Posted on 01/26/2006 6:51:27 AM PST by katieanna
Debate continues in the Senate today on the nomination of Samuel Alito to the Supreme Court. At present no time has been announced for a final vote. Stop by and discuss.
LOL. I'll run over and check and report back.
I've had all my shots, although I think I need
a tetanus booster.
I feel certain at the appropriate time long lost board minutes will suddenly surface that indicate Hillary attempted to be a "change agent" while on the board; at which time Buckhead's many talents will be severly put to the test. (and you know what I'm tauking bout)
My husband said EXACTLY the same thing last night, albeit with more "colorful" language.
There will be more DEMs, I think. Landrieu and Lieberman, for different reasons, I think are very likley to turncoat on the DEM obtructionism. If they do, plus one more, the vote count will be 60, and the DEM leadership avoids having to explain "why no filibuster."
She has no charisma, though she is good at whipping up emotions in angry people.

▶ **THE DATA**:
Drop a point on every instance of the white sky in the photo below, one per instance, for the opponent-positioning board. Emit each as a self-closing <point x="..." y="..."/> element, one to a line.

▶ **PROBLEM**:
Please continue the forum thread about the Senate debate on Samuel Alito's Supreme Court nomination from where it stops.

▶ **TASK OUTPUT**:
She's sort of a modern day Emma Goldman
INOUYE up.
Is he a Yes or a No?
Will wonders never cease...Inouye is healthy enough to attend a Senate session.
I'm ashamed to say, I hadn't thought of that possibility. Good thinking.
Perhaps Sis would enjoy reading this:
http://www.americanthinker.com/articles.php?article_id=4841
Big Labor, Wal-Mart and Hillary
September 22nd, 2005
Yes, we just saw something on the news about it. I'm sure it's the primary reason Johnson is voting for Alito. We saw pro-lifers marching with signs for the change in their law. Good for them!
You're correct.
DU report #1:
From a column over there:
"To maintain their hold on the power that allows them to do these things, they have also pandered shamelessly to the ideological fantasies of a narrow but influential segment of extreme social conservatives, engaged in brazen and repulsive propaganda initiatives, and used those same powers to block legitimate enquiries into the activities of Executive Branch staff and appointees."
It seems to be. And not the first time around, either.
SD Legislature To Consider Abortion Ban
01/22/2006In the next six weeks, South Dakota lawmakers will decide whether to make abortion a crime.
A bill that would ban abortion in the state will be introduced within the next two days. The bill will be called the Woman's Health and Life Protection Act. It will ban abortion, but won't prosecute a doctor who performs one to save a woman's life.
And the lawmaker who's introducing the bill says he thinks now is the right time to try and over-turn Roe vs Wade.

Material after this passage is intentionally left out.